SUPPLIED TEXT:
※ ※ ※

What is HIPAA Website Compliance?

If your online store deals in health-related products or services, you’ll need to make sure it meets standards laid out by the Health Insurance Portability and Accountability Act (HIPAA) to protect sensitive health data. Many of the same privacy and security measures covered by measures like PCI compliance apply here, including implementing strong access control, physical security, and network protections.

What is PHI?

Protected health information (PHI) covers any patient information associated with health insurance, diagnosis, billing, lab or test results, care, and more. Though hospitals and other healthcare providers tend to handle the most PHI, this kind of data can definitely be used or saved by ecommerce websites that work with healthcare providers.

Who needs to be HIPAA compliant?

If your online store deals with PHI in any way, HIPAA compliance is a necessity for your business. As mentioned above, HIPAA compliance bears strong similarities to PCI compliance, so your online store should already be pretty close to meeting the requirements. There may be some improvements you want to make, like extending encryption to customer names if you don’t already do this.

※ ※ ※

ACTIVITIES:
(1) According to the HIPAA compliance text, why should an online store already be fairly close to meeting HIPAA requirements? Answer in one to three sentences.
(2) Answer these questions from the HIPAA compliance text:
(a) What is the full name of the act abbreviated as HIPAA?
(b) Who tends to handle the most protected health information?
(c) What example of an improvement does the text suggest a store might make?
(3) Pick up the HIPAA compliance text after its final sentence and continue it.
The material that comes next is separate from the HIPAA compliance text.

DATA EXTRACT:
※ ※ ※

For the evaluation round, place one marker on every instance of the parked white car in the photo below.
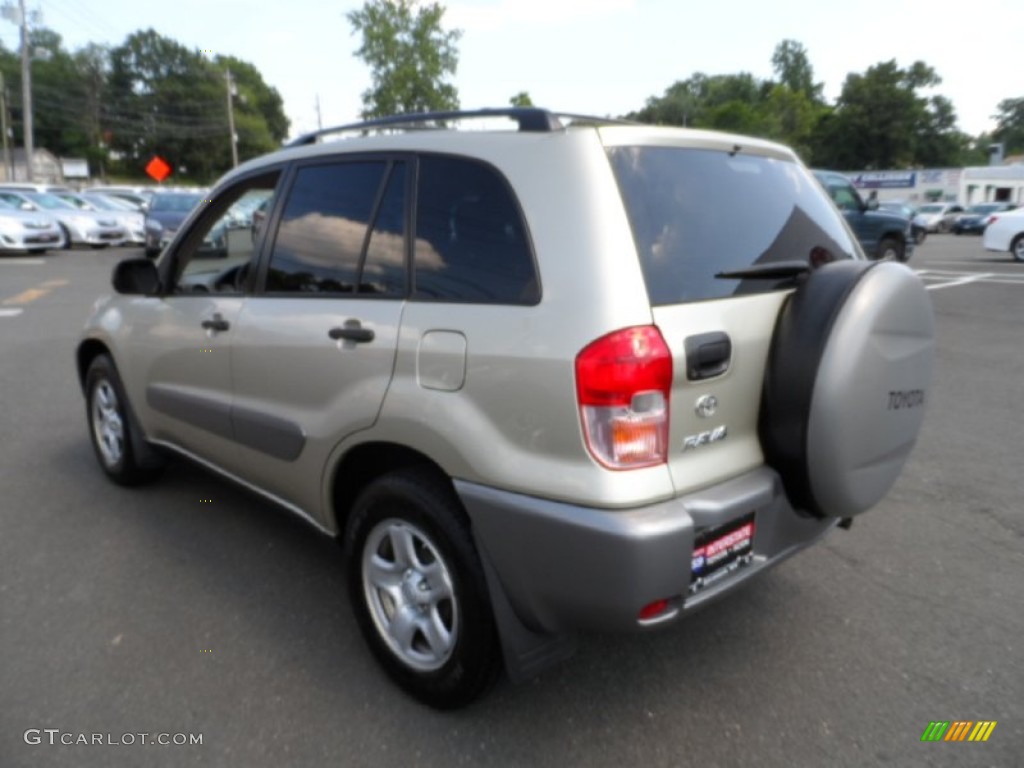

※ ※ ※

RESULTS FOR EACH TASK:
(1) HIPAA compliance is strongly similar to PCI compliance. Many of the same privacy and security measures apply to both, including strong access control, physical security and network protections.

(2)
(a) The Health Insurance Portability and Accountability Act.
(b) Hospitals and other healthcare providers.
(c) Extending encryption to customer names, if the store doesn't already do this.

(3)
How do you make sure your online store is HIPAA compliant?

Generally, HIPAA compliance requires your online store to follow best practices for protecting customer data you should be following anyway considering you process payment information every day. Many of the security requirements for HIPAA compliance may already be built into your shopping cart software (like data encryption and SSL). Others may require you to invest in security infrastructure for the safety of your data.

Here are a few recommendations to make sure your website is compliant with HIPAA regulations.

  • Access logs: Installing a firewall or some other program for tracking access to customer data is a crucial part of staying compliant. Recording access can help track who has seen or altered data and when, making it easier to identify an unauthorized breach.
  • Tokenization: With this strategy, you can create unique identifiers that represent and reference certain types of customer data without storing the actual information. Tokenization makes it much more difficult for hackers or other unauthorized people to view or steal information.
  • Access control: A strong, tiered system of access control that limits who can access or interact with customer data is essential for a HIPAA compliant ecommerce business. Access control measures should be built on strong passwords and well-defined reasons for accessing sensitive personal information.
  • Central administration: Access control and role definition should be managed by an administrator with the power to add or remove permissions as necessary.
  • Deletion: You should have the ability to delete data from the phone of a former employee, for example. You should also have a strong policy around deleting information you no longer need.